- **PROBLEM STATEMENT**: Render every line of the listing below as a JSON array of strings, one string per line, omitting blank lines.

- **EXCERPTED RECORDS**:
## Begin

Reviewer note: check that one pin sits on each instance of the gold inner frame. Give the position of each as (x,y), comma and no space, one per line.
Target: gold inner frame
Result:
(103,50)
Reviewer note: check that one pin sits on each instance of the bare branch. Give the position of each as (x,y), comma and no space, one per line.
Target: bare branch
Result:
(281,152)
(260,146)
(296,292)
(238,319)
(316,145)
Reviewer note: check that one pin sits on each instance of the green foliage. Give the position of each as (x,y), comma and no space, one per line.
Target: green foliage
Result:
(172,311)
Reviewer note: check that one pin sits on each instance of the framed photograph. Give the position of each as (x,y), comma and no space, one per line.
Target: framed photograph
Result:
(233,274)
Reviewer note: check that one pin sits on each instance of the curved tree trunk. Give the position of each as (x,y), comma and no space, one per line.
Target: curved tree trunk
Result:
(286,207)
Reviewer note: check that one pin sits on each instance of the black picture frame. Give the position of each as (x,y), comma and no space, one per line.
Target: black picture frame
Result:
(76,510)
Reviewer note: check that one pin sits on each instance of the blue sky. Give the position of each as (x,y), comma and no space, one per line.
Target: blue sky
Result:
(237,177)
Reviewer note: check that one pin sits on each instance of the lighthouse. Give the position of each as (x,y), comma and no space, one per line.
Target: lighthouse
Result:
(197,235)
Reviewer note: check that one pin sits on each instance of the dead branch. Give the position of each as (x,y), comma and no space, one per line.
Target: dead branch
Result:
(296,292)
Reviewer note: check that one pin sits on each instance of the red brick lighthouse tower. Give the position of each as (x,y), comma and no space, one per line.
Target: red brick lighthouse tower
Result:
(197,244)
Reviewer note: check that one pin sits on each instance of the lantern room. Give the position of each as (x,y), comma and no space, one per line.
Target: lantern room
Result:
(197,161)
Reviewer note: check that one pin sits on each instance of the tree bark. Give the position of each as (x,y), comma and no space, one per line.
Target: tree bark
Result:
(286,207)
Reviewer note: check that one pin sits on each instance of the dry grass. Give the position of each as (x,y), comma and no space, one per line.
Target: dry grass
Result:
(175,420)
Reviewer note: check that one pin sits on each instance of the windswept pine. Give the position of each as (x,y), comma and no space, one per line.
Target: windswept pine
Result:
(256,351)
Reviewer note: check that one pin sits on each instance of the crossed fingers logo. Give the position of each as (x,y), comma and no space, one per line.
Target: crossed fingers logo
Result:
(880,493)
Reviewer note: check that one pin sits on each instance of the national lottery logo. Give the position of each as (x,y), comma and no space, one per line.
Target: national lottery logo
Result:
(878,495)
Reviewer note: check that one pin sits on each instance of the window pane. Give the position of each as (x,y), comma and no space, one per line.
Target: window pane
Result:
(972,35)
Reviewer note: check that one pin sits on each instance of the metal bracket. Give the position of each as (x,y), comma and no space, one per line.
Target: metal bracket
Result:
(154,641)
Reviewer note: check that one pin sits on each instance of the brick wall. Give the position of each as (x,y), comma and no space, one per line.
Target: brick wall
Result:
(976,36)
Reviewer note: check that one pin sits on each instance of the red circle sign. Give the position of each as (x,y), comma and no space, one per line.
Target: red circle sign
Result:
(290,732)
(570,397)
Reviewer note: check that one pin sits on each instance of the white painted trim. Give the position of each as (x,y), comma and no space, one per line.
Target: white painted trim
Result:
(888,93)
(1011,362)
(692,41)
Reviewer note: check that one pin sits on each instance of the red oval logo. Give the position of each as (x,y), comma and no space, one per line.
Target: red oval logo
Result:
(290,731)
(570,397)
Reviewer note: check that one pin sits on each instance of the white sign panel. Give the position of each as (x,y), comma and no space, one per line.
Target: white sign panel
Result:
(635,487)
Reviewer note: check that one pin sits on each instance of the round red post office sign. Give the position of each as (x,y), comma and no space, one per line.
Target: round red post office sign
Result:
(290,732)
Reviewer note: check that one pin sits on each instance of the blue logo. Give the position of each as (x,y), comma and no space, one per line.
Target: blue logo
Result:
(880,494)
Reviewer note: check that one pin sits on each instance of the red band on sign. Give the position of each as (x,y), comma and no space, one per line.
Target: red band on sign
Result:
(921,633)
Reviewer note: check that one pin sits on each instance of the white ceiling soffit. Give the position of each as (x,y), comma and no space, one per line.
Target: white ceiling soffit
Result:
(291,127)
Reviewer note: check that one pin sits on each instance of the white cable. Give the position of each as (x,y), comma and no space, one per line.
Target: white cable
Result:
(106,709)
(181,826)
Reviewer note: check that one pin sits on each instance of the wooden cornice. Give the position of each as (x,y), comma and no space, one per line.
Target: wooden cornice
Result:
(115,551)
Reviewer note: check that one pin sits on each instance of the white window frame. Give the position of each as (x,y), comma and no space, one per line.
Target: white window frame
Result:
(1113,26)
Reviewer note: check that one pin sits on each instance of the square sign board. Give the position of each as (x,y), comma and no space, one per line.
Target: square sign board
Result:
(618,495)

## End

- **ANSWER TO THE TASK**:
[
  "Reviewer note: check that one pin sits on each instance of the gold inner frame. Give the position of each as (x,y), comma and no space, one per line.",
  "Target: gold inner frame",
  "Result:",
  "(103,50)",
  "Reviewer note: check that one pin sits on each instance of the bare branch. Give the position of each as (x,y), comma and no space, one per line.",
  "Target: bare branch",
  "Result:",
  "(281,152)",
  "(260,146)",
  "(296,292)",
  "(238,319)",
  "(316,145)",
  "Reviewer note: check that one pin sits on each instance of the green foliage. Give the position of each as (x,y), comma and no space, one per line.",
  "Target: green foliage",
  "Result:",
  "(172,311)",
  "Reviewer note: check that one pin sits on each instance of the framed photograph. Give the position of each as (x,y), comma and no space, one per line.",
  "Target: framed photograph",
  "Result:",
  "(233,274)",
  "Reviewer note: check that one pin sits on each instance of the curved tree trunk. Give the position of each as (x,y), comma and no space, one per line.",
  "Target: curved tree trunk",
  "Result:",
  "(286,207)",
  "Reviewer note: check that one pin sits on each instance of the black picture frame. Give the position of each as (x,y), comma and no space, one per line.",
  "Target: black picture frame",
  "Result:",
  "(76,510)",
  "Reviewer note: check that one pin sits on each instance of the blue sky. Give the position of each as (x,y), comma and no space, one per line.",
  "Target: blue sky",
  "Result:",
  "(237,177)",
  "Reviewer note: check that one pin sits on each instance of the lighthouse. Give the position of each as (x,y), comma and no space, one per line.",
  "Target: lighthouse",
  "Result:",
  "(197,235)",
  "Reviewer note: check that one pin sits on each instance of the dead branch. Give the position of each as (x,y), comma and no space, one per line.",
  "Target: dead branch",
  "Result:",
  "(296,292)",
  "Reviewer note: check that one pin sits on each instance of the red brick lighthouse tower. Give the position of each as (x,y), comma and no space, one per line.",
  "Target: red brick lighthouse tower",
  "Result:",
  "(197,244)",
  "Reviewer note: check that one pin sits on each instance of the lantern room. Give the position of each as (x,y), comma and no space, one per line.",
  "Target: lantern room",
  "Result:",
  "(197,161)",
  "Reviewer note: check that one pin sits on each instance of the tree bark. Give the position of each as (x,y), comma and no space, one per line.",
  "Target: tree bark",
  "Result:",
  "(286,207)",
  "Reviewer note: check that one pin sits on each instance of the dry grass. Give the position of each as (x,y), comma and no space, one per line.",
  "Target: dry grass",
  "Result:",
  "(175,420)",
  "Reviewer note: check that one pin sits on each instance of the windswept pine. Give the position of each as (x,y), comma and no space, one per line.",
  "Target: windswept pine",
  "Result:",
  "(256,351)",
  "Reviewer note: check that one pin sits on each instance of the crossed fingers logo. Give the position of each as (x,y), comma and no space, one per line.",
  "Target: crossed fingers logo",
  "Result:",
  "(880,493)",
  "Reviewer note: check that one pin sits on each instance of the national lottery logo. Give the position of each as (x,y), comma and no space, one per line.",
  "Target: national lottery logo",
  "Result:",
  "(878,495)",
  "Reviewer note: check that one pin sits on each instance of the window pane. Give the position of each as (x,y), comma and no space, one per line.",
  "Target: window pane",
  "Result:",
  "(972,35)",
  "Reviewer note: check that one pin sits on each instance of the metal bracket. Give the position of each as (x,y), comma and no space, one per line.",
  "Target: metal bracket",
  "Result:",
  "(154,641)",
  "Reviewer note: check that one pin sits on each instance of the brick wall. Give the position of each as (x,y), comma and no space, one per line.",
  "Target: brick wall",
  "Result:",
  "(976,36)",
  "Reviewer note: check that one pin sits on each instance of the red circle sign. Give the position of each as (x,y), comma and no space, one per line.",
  "Target: red circle sign",
  "Result:",
  "(290,732)",
  "(570,397)",
  "Reviewer note: check that one pin sits on each instance of the white painted trim. Give the position of each as (x,y), comma and no space, one per line.",
  "Target: white painted trim",
  "Result:",
  "(888,93)",
  "(1011,362)",
  "(692,41)",
  "Reviewer note: check that one pin sits on each instance of the red oval logo. Give the position of each as (x,y), comma and no space, one per line.",
  "Target: red oval logo",
  "Result:",
  "(290,731)",
  "(570,397)",
  "Reviewer note: check that one pin sits on each instance of the white sign panel. Give the position of each as (x,y), comma and no space, one per line.",
  "Target: white sign panel",
  "Result:",
  "(635,487)",
  "Reviewer note: check that one pin sits on each instance of the round red post office sign. Give the position of each as (x,y), comma and no space, one per line.",
  "Target: round red post office sign",
  "Result:",
  "(290,732)",
  "Reviewer note: check that one pin sits on each instance of the blue logo. Give the position of each as (x,y), comma and no space, one per line.",
  "Target: blue logo",
  "Result:",
  "(880,494)",
  "Reviewer note: check that one pin sits on each instance of the red band on sign. Give the position of each as (x,y), comma and no space, one per line.",
  "Target: red band on sign",
  "Result:",
  "(921,633)",
  "Reviewer note: check that one pin sits on each instance of the white ceiling soffit. Give the position of each as (x,y), comma and no space, one per line.",
  "Target: white ceiling soffit",
  "Result:",
  "(291,127)",
  "Reviewer note: check that one pin sits on each instance of the white cable. Give the position of each as (x,y), comma and no space, one per line.",
  "Target: white cable",
  "Result:",
  "(106,709)",
  "(181,826)",
  "Reviewer note: check that one pin sits on each instance of the wooden cornice. Give the position of each as (x,y), comma and no space, one per line.",
  "Target: wooden cornice",
  "Result:",
  "(115,551)",
  "Reviewer note: check that one pin sits on each instance of the white window frame. Give the position of each as (x,y), comma and no space, one per line.",
  "Target: white window frame",
  "Result:",
  "(1113,26)",
  "Reviewer note: check that one pin sits on each instance of the square sign board. Give the position of each as (x,y), comma and no space, one per line.",
  "Target: square sign board",
  "Result:",
  "(618,495)"
]